[Objective]: Copy out these lines from the entries below exactly, beginning at the line that contains "Reviewer note: verify that every instance of the grass" and stopping after the line that contains "<point>267,410</point>".

(Object point labels)
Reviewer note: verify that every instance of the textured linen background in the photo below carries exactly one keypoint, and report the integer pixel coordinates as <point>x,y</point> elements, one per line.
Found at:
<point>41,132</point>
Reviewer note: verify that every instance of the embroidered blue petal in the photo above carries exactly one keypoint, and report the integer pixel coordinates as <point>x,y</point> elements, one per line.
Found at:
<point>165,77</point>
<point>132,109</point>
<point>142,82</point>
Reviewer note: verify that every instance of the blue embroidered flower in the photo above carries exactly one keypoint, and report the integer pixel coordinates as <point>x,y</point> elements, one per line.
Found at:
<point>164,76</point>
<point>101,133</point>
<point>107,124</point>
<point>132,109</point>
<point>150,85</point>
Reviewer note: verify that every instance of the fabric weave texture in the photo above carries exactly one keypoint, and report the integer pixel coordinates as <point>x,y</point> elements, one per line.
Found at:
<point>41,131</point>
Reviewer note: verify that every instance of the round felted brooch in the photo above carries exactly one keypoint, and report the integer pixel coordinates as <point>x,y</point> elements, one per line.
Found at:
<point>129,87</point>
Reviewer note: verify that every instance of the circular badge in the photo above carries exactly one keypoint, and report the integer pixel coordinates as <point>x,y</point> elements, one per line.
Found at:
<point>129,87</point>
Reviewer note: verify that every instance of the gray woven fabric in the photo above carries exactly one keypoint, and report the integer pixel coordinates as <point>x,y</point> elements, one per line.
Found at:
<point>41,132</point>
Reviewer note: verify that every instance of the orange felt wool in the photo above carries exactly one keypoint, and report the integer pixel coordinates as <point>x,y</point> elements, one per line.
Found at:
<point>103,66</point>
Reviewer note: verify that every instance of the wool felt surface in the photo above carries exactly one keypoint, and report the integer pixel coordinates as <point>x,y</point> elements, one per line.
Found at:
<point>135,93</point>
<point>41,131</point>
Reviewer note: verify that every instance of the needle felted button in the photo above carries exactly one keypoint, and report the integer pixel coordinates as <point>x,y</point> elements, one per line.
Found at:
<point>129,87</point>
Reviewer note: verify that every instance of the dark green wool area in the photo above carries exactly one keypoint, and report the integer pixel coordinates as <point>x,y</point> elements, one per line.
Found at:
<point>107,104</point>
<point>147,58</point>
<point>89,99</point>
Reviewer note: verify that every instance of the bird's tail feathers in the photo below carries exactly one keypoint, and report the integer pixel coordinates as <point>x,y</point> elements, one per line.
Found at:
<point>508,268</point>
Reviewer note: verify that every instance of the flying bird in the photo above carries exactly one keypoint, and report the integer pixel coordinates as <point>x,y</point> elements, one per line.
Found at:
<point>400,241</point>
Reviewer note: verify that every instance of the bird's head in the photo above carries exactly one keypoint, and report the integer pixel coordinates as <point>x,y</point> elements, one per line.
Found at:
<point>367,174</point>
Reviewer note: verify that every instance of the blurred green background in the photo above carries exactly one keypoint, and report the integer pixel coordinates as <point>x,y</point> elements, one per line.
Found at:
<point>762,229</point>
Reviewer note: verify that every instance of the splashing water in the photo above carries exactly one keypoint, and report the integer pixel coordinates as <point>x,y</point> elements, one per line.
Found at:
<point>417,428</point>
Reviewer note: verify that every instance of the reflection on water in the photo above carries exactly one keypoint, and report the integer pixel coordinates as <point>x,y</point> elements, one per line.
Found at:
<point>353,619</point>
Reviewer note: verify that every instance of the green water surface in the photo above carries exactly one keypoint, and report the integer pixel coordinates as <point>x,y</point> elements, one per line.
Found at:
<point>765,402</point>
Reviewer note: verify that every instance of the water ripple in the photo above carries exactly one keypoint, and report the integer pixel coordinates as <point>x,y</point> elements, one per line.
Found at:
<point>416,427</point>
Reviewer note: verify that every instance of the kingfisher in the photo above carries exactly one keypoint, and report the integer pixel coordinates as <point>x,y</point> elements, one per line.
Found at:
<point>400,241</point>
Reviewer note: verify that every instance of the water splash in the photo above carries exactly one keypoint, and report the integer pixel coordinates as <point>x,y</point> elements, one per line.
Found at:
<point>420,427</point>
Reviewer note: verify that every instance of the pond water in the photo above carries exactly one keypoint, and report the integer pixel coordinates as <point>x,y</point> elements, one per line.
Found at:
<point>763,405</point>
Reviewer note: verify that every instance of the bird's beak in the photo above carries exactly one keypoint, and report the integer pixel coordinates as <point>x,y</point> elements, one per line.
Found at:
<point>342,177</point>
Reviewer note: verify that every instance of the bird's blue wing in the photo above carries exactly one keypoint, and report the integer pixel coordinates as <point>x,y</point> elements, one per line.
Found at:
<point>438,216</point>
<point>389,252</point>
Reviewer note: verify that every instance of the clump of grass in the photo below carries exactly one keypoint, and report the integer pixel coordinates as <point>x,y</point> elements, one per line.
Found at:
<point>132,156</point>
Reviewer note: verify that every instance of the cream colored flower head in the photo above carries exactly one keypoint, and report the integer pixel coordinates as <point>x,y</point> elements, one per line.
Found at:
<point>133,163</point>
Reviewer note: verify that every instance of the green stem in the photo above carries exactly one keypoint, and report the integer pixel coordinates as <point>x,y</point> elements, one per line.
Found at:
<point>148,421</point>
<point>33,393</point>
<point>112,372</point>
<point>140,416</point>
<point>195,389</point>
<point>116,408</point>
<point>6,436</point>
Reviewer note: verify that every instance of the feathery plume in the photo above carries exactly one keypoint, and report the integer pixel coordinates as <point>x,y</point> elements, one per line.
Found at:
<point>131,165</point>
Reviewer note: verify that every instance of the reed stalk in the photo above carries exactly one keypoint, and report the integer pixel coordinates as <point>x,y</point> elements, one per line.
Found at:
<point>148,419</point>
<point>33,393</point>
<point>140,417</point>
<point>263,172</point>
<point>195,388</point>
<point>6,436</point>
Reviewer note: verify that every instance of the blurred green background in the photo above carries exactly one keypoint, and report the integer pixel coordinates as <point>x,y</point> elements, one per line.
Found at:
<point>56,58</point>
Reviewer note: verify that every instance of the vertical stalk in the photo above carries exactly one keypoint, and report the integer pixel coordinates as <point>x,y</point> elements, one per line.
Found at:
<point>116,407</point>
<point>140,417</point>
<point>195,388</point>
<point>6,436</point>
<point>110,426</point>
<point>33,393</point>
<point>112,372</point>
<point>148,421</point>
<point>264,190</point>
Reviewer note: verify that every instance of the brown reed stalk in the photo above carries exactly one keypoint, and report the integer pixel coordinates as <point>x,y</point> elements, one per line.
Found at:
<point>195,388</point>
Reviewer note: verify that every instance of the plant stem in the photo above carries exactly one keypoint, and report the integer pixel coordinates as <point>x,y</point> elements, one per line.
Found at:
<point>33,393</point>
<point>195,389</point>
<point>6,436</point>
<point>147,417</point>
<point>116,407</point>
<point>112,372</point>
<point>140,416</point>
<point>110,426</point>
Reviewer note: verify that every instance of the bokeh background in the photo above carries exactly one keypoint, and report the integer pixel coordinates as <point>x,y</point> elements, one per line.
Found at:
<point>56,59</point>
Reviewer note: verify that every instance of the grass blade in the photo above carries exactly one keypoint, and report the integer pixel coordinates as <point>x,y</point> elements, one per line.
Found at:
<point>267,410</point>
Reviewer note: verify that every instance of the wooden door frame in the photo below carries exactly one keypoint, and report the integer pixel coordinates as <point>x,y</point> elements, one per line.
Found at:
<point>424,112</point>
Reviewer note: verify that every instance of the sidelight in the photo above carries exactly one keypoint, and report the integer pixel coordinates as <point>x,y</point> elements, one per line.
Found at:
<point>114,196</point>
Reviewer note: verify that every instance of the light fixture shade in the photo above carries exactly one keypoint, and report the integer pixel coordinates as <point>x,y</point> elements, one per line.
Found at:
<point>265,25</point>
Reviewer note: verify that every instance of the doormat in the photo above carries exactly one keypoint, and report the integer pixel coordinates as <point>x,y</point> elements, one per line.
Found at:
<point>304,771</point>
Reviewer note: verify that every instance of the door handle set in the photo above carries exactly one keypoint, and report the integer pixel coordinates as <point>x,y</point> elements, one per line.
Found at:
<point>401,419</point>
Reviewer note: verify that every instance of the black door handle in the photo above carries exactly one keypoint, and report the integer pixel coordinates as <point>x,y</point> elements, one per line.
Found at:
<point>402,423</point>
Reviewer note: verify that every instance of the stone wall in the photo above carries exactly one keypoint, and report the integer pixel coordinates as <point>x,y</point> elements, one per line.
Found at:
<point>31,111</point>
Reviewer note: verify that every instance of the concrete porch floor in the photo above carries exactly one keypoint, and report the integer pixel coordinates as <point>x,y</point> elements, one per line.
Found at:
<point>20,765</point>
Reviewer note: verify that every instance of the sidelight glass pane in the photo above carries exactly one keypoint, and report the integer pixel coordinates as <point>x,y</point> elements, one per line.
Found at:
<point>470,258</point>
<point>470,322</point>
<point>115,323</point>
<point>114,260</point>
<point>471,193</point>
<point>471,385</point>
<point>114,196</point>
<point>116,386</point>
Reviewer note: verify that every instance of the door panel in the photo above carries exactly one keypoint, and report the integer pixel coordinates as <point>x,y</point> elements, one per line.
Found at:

[Solution]:
Reviewer note: verify that every instance of the grass blade in the photo above carries exactly one keypoint, and report the integer pixel coordinates as <point>x,y</point> elements, one per line.
Found at:
<point>267,410</point>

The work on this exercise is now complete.